#### Supplied data ####
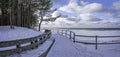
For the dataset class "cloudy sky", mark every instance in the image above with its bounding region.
[42,0,120,28]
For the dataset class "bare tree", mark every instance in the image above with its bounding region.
[38,0,60,31]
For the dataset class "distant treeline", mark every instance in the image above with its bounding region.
[58,28,120,30]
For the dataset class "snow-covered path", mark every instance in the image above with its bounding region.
[47,34,102,57]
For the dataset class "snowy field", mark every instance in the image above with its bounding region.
[0,26,41,41]
[50,30,120,57]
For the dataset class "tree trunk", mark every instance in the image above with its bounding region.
[39,16,43,31]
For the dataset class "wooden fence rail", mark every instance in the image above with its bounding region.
[57,30,120,49]
[57,30,75,42]
[0,30,51,57]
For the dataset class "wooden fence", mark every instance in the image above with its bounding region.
[57,30,120,49]
[57,30,75,42]
[0,30,51,57]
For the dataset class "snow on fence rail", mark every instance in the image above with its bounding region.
[57,30,120,49]
[0,30,51,57]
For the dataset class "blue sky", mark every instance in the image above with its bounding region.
[43,0,120,27]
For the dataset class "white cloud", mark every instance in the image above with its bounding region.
[51,11,60,17]
[59,0,102,13]
[41,0,120,27]
[80,13,101,22]
[113,1,120,10]
[59,0,102,21]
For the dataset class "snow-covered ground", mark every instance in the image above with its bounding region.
[0,26,41,41]
[47,34,101,57]
[73,30,120,57]
[7,39,52,57]
[0,26,120,57]
[48,30,120,57]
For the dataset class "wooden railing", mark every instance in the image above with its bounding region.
[0,30,51,57]
[57,30,120,49]
[57,30,75,42]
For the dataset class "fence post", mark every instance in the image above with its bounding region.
[57,30,59,34]
[95,35,98,50]
[70,31,71,39]
[73,33,75,43]
[65,30,67,36]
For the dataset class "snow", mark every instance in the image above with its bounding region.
[0,26,120,57]
[8,39,52,57]
[0,26,41,41]
[73,30,120,57]
[47,34,101,57]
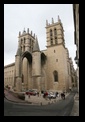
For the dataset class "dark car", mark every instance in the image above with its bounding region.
[25,90,37,96]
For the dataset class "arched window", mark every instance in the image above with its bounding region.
[54,28,57,35]
[21,39,23,44]
[51,38,53,45]
[55,37,57,44]
[50,30,52,36]
[53,71,58,82]
[24,38,26,43]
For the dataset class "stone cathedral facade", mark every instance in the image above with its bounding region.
[4,16,75,91]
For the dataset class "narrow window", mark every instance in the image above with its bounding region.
[54,28,57,35]
[50,30,52,36]
[53,71,58,82]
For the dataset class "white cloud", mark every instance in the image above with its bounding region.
[4,4,75,69]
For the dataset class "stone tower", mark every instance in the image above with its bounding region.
[14,29,35,91]
[46,16,67,90]
[32,37,41,90]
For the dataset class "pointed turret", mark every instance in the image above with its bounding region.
[16,47,22,56]
[46,20,48,26]
[33,36,40,52]
[23,28,26,34]
[52,18,54,24]
[58,15,61,22]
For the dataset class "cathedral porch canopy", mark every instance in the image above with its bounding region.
[22,51,32,63]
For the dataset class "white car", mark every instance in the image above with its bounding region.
[48,92,56,98]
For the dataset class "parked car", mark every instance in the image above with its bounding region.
[48,92,56,99]
[25,90,37,96]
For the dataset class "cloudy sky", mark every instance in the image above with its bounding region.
[4,4,76,68]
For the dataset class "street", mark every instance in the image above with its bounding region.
[4,91,75,116]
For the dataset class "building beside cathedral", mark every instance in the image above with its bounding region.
[4,16,76,91]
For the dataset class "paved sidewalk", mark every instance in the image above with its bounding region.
[70,93,79,116]
[5,90,69,105]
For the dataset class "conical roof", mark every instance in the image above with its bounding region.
[33,37,40,52]
[16,47,22,55]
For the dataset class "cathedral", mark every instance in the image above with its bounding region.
[4,16,75,92]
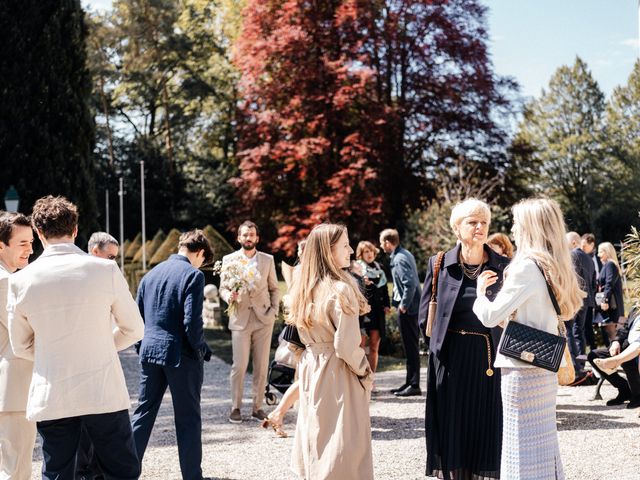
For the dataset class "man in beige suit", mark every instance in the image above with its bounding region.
[0,212,36,480]
[7,196,144,480]
[220,221,280,423]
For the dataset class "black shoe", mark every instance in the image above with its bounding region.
[627,395,640,408]
[394,385,422,397]
[607,392,631,407]
[389,383,409,393]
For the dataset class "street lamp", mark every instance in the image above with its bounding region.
[4,185,20,212]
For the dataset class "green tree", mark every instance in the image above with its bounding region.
[514,58,612,231]
[0,0,96,238]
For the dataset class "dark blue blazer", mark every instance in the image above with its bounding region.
[571,248,597,307]
[137,255,211,367]
[390,246,420,315]
[418,244,509,357]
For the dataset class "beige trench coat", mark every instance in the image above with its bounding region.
[291,284,373,480]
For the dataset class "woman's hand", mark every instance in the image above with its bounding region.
[476,270,498,297]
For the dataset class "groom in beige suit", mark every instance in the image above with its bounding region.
[220,221,280,423]
[7,196,144,480]
[0,212,36,480]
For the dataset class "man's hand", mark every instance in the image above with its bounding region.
[609,340,620,357]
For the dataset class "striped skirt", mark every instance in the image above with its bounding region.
[500,368,564,480]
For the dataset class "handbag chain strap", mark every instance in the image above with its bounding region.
[431,251,444,302]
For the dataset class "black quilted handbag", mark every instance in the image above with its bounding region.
[500,265,567,372]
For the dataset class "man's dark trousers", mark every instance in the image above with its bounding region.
[38,410,140,480]
[132,354,203,480]
[398,312,420,387]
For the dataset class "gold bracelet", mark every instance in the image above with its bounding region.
[449,328,493,377]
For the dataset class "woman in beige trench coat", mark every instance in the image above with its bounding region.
[288,224,373,480]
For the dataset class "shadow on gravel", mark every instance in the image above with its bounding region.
[556,412,638,431]
[371,394,424,405]
[371,416,424,440]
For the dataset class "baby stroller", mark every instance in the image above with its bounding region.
[264,334,296,405]
[264,359,296,405]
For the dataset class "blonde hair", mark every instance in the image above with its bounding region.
[507,198,586,320]
[487,233,513,258]
[356,240,380,260]
[449,198,491,232]
[598,242,622,275]
[287,223,367,329]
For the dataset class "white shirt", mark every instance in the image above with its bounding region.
[473,259,564,368]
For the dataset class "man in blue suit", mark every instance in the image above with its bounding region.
[132,229,213,480]
[380,228,422,397]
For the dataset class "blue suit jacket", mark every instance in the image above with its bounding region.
[391,246,420,315]
[137,255,211,367]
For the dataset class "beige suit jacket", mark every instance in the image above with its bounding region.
[0,262,33,412]
[220,250,280,330]
[7,243,144,421]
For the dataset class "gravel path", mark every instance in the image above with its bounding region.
[33,350,640,480]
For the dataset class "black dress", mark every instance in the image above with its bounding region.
[425,268,502,480]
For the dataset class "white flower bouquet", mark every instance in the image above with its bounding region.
[213,258,260,315]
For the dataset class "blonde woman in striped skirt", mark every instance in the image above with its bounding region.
[473,199,584,480]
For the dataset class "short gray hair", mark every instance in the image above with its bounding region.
[87,232,120,253]
[449,198,491,231]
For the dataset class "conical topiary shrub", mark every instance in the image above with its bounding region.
[149,228,181,267]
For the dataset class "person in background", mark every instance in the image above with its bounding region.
[587,307,640,408]
[473,199,584,480]
[131,229,214,480]
[287,224,373,480]
[580,233,602,350]
[487,233,513,258]
[566,232,596,384]
[356,241,391,393]
[76,232,120,480]
[598,242,624,346]
[0,211,36,480]
[380,228,422,397]
[220,221,280,423]
[419,199,509,479]
[87,232,120,260]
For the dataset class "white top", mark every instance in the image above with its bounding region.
[473,259,564,368]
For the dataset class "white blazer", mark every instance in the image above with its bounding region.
[473,259,564,368]
[7,243,144,421]
[0,262,33,412]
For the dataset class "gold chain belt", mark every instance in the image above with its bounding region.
[448,328,493,377]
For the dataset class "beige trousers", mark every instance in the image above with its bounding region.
[230,312,273,412]
[0,412,36,480]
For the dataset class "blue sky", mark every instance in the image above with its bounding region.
[82,0,638,96]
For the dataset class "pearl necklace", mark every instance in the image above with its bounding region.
[460,253,483,280]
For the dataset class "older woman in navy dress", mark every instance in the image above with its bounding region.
[419,199,509,480]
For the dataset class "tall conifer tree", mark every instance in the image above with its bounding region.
[0,0,97,240]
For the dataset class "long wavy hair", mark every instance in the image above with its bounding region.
[507,198,586,320]
[287,223,367,329]
[598,242,622,275]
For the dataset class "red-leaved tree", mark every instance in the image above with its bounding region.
[233,0,506,255]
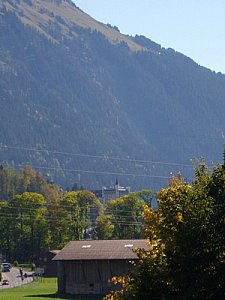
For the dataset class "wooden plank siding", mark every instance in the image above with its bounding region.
[58,260,132,294]
[53,240,149,294]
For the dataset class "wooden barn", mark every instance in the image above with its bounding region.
[53,240,147,294]
[36,250,60,277]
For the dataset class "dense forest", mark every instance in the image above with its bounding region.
[0,0,225,191]
[104,156,225,300]
[0,166,151,262]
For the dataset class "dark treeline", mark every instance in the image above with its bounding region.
[0,166,153,262]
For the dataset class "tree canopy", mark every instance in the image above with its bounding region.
[105,163,225,300]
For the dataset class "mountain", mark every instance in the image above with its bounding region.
[0,0,225,190]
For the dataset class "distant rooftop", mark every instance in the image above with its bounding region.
[53,239,149,260]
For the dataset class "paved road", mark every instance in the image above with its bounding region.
[0,268,33,289]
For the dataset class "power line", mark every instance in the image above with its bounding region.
[0,143,193,168]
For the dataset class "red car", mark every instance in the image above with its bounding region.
[2,279,9,285]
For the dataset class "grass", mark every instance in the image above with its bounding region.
[0,278,102,300]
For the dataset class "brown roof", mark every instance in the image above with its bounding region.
[49,250,61,254]
[53,240,148,260]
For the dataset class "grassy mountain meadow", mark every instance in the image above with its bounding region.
[0,0,225,190]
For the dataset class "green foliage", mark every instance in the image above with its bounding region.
[106,163,225,300]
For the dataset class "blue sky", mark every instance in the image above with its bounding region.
[73,0,225,73]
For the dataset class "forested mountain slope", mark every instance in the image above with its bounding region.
[0,0,225,189]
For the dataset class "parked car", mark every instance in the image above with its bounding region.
[2,279,9,285]
[2,263,11,272]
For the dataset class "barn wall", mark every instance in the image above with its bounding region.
[64,260,131,294]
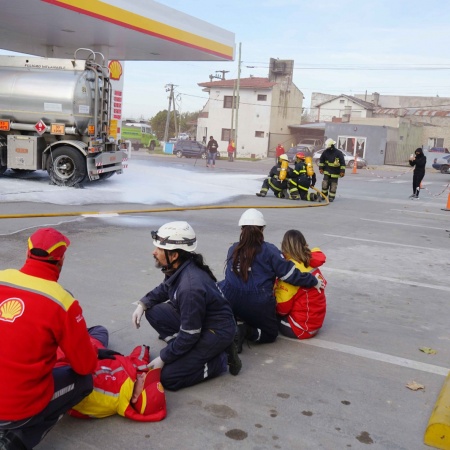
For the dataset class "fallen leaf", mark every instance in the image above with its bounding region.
[405,381,425,391]
[419,347,437,355]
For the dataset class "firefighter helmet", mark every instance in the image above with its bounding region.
[325,138,336,148]
[238,208,266,227]
[152,221,197,252]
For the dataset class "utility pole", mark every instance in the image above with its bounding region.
[164,84,176,142]
[234,42,242,158]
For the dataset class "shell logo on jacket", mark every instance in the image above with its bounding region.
[0,298,25,322]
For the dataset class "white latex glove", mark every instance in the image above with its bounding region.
[314,275,323,293]
[147,356,164,369]
[131,303,144,328]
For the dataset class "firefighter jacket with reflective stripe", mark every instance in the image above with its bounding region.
[56,337,166,422]
[289,161,317,191]
[319,146,345,178]
[140,260,236,364]
[0,259,97,421]
[224,242,317,293]
[275,248,327,339]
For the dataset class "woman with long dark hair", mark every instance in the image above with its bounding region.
[275,230,327,339]
[219,208,322,353]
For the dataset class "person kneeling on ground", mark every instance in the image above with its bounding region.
[219,208,322,353]
[132,222,242,391]
[0,228,114,450]
[256,154,297,198]
[275,230,327,339]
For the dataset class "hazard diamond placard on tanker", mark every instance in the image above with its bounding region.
[34,120,47,134]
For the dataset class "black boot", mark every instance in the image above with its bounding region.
[225,342,242,376]
[0,431,27,450]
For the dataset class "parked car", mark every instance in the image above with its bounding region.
[297,139,323,152]
[173,139,220,159]
[286,145,312,163]
[432,155,450,173]
[313,148,367,169]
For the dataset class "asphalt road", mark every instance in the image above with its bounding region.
[0,152,450,450]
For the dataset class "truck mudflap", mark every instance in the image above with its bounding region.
[87,150,128,181]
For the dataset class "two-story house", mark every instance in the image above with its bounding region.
[197,59,303,159]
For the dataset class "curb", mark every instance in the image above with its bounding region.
[423,373,450,450]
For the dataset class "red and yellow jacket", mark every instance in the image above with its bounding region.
[275,248,327,339]
[0,259,97,421]
[57,337,167,422]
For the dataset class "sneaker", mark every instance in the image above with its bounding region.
[225,342,242,376]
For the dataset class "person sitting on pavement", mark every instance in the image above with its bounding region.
[219,208,322,353]
[256,154,297,198]
[288,152,317,202]
[275,230,327,339]
[56,325,167,422]
[132,221,242,391]
[0,228,114,450]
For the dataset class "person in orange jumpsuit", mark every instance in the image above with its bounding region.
[275,230,327,339]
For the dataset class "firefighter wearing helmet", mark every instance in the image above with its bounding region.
[319,139,345,202]
[132,221,242,391]
[289,152,317,202]
[256,154,292,198]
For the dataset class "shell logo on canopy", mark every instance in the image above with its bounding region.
[108,59,123,80]
[0,298,25,322]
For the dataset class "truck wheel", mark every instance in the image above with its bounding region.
[99,172,116,180]
[47,146,87,186]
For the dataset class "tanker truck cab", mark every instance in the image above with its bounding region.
[0,49,126,186]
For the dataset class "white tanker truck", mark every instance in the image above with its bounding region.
[0,49,126,186]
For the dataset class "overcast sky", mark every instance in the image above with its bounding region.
[2,0,450,119]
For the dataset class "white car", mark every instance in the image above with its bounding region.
[313,148,367,169]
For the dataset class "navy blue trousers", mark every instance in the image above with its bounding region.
[145,303,236,391]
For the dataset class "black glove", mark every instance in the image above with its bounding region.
[97,348,123,359]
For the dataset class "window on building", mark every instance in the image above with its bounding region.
[223,95,233,108]
[220,128,232,142]
[337,136,367,158]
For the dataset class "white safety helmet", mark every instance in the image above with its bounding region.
[325,138,336,148]
[239,208,266,227]
[152,221,197,252]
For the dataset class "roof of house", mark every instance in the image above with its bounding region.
[198,77,277,89]
[314,94,374,110]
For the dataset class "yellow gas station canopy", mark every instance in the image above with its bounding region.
[0,0,234,61]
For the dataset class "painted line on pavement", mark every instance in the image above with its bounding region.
[321,267,450,292]
[278,336,450,377]
[360,217,446,231]
[391,209,448,217]
[324,234,430,250]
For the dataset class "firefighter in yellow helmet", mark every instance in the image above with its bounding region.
[256,154,292,198]
[319,139,345,202]
[289,152,317,202]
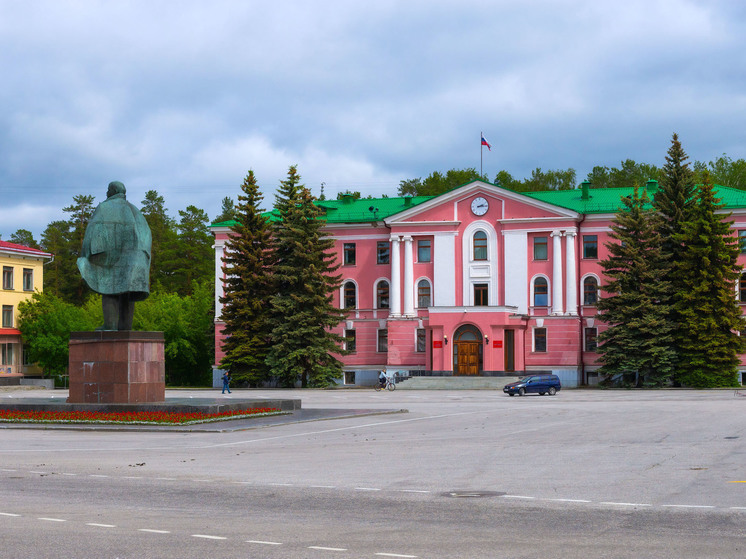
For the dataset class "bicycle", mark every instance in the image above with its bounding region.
[373,377,396,392]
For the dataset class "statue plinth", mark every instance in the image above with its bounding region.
[67,330,166,404]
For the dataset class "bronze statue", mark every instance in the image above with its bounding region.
[78,181,152,330]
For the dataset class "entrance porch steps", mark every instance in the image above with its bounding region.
[396,376,521,390]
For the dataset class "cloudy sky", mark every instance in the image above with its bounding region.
[0,0,746,240]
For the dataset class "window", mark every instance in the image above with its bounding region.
[534,278,549,307]
[417,239,433,262]
[583,277,598,305]
[23,268,34,291]
[473,231,487,260]
[343,281,357,309]
[474,283,488,307]
[378,329,389,353]
[344,243,355,266]
[3,305,13,328]
[0,344,13,365]
[534,237,549,260]
[417,280,430,309]
[345,330,357,353]
[3,266,13,289]
[376,280,389,309]
[534,328,547,353]
[583,235,598,258]
[585,328,598,353]
[376,241,391,264]
[415,328,427,353]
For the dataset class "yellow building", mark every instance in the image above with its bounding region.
[0,241,52,375]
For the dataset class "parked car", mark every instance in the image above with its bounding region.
[503,375,562,396]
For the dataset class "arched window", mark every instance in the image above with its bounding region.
[534,277,549,307]
[376,280,389,309]
[417,280,430,309]
[344,281,357,309]
[583,276,598,305]
[472,231,487,260]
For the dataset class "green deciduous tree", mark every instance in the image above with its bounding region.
[18,291,100,375]
[586,159,661,188]
[598,187,675,386]
[133,281,215,386]
[674,172,746,388]
[267,166,344,387]
[171,206,215,295]
[220,171,275,384]
[8,229,39,248]
[398,167,486,196]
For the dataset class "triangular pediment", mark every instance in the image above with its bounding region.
[385,181,579,225]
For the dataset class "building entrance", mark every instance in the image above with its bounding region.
[453,324,482,375]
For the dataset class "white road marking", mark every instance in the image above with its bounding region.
[544,499,591,503]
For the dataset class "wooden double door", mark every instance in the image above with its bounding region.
[453,324,483,376]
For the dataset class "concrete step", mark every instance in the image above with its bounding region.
[396,377,521,390]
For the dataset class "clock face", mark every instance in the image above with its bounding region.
[471,196,490,215]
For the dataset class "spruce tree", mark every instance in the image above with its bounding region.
[598,187,675,387]
[653,134,696,384]
[267,166,344,387]
[220,171,274,384]
[674,172,745,388]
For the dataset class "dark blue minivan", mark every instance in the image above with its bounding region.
[503,375,562,396]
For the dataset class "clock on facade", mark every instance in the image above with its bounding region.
[471,196,490,215]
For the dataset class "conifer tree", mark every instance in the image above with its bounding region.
[598,187,675,387]
[267,166,344,387]
[220,171,274,384]
[674,172,746,388]
[653,134,696,384]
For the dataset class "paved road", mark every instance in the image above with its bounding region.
[0,390,746,559]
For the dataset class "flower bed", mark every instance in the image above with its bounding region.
[0,408,283,425]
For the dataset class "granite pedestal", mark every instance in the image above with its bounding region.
[67,330,166,404]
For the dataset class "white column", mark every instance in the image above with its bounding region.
[565,231,578,315]
[552,231,563,314]
[389,235,401,316]
[403,236,414,316]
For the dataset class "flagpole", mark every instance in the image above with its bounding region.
[479,131,484,178]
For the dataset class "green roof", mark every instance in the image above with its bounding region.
[211,183,746,227]
[522,185,746,214]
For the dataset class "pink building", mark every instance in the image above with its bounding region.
[212,181,746,387]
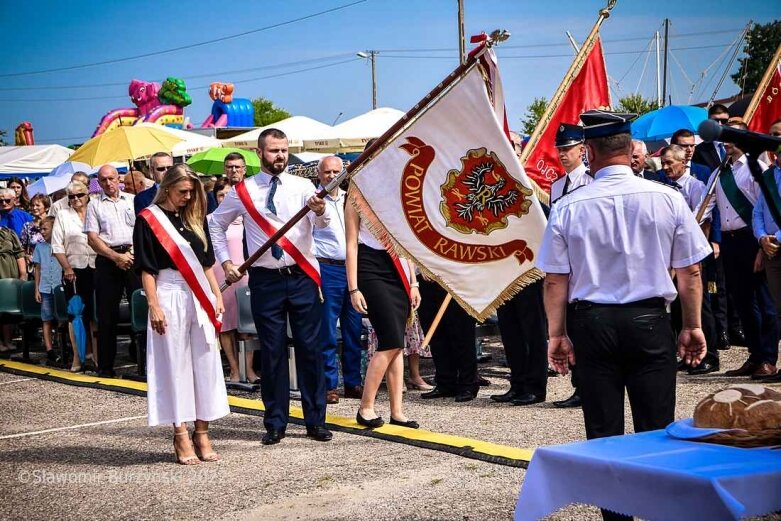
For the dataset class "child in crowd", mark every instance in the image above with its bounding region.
[33,216,62,364]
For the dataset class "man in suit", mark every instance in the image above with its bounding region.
[133,152,174,215]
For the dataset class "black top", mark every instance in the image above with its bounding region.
[133,208,215,275]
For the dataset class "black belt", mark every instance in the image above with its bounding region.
[250,264,306,277]
[317,257,344,266]
[569,297,667,311]
[721,226,754,238]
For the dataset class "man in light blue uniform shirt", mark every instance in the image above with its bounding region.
[313,156,363,404]
[751,120,781,382]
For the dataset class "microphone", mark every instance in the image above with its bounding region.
[697,119,781,154]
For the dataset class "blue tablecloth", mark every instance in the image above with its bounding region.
[515,430,781,521]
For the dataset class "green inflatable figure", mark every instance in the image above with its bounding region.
[157,76,193,107]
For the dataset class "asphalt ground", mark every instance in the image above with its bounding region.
[0,342,781,520]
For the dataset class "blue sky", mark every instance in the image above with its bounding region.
[0,0,781,144]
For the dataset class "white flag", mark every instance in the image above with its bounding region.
[350,51,545,320]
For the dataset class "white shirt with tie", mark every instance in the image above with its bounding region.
[551,163,594,202]
[695,154,767,232]
[314,187,347,260]
[209,172,330,269]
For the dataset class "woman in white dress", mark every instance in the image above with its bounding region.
[133,165,230,465]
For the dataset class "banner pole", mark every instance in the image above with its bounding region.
[743,38,781,126]
[520,0,617,165]
[421,293,453,349]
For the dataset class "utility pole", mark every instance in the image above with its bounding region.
[659,18,670,108]
[458,0,466,65]
[656,31,662,108]
[356,51,378,110]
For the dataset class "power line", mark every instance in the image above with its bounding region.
[0,52,355,92]
[0,0,367,78]
[0,57,361,103]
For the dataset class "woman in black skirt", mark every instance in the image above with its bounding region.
[344,194,420,429]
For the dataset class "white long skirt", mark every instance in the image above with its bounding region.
####
Copy out the lines above, beginning with the very first one and continuing through the line with "[48,30,120,57]". Leave out the pictures.

For the dataset class "cloudy sky", mark every instance in the image above with its bounding region.
[42,0,120,28]
For the dataset class "bare tree", mark every instance in the image above with its bounding region.
[38,0,60,31]
For the dataset class "distant treeline", mark every instance in the image above with its bounding region.
[58,28,120,30]
For the dataset class "snow-covered path", mark every instance in the image above with its bounding region.
[47,34,102,57]
For the dataset class "snowy field", mark every instance in the image above with its bounding region.
[0,26,41,41]
[50,30,120,57]
For the dataset class "tree trunk", mark every instance in the image above with its bounding region.
[39,16,43,31]
For the dataset class "wooden fence rail", mark every instance in the image above with its bounding region.
[57,30,120,49]
[57,30,75,42]
[0,30,51,57]
For the dataset class "wooden fence", mark every instance in the image above with its bounding region.
[57,30,120,49]
[57,30,75,42]
[0,30,51,57]
For the dataset class "snow on fence rail", mark every instance in the image above with its bounding region.
[57,30,120,49]
[0,30,51,57]
For the dataset class "blue sky", mark every instance in the image above with its bounding region.
[43,0,120,27]
For the dataset class "white cloud", mark every instance in the image above with its bounding region.
[51,11,60,17]
[59,0,102,13]
[41,0,120,27]
[80,13,101,22]
[113,1,120,10]
[59,0,102,21]
For the dataset class "snow-covered ground", mark every instance in the image above with its bounding region.
[0,26,41,41]
[47,34,101,57]
[73,30,120,57]
[7,39,52,57]
[0,26,120,57]
[48,30,120,57]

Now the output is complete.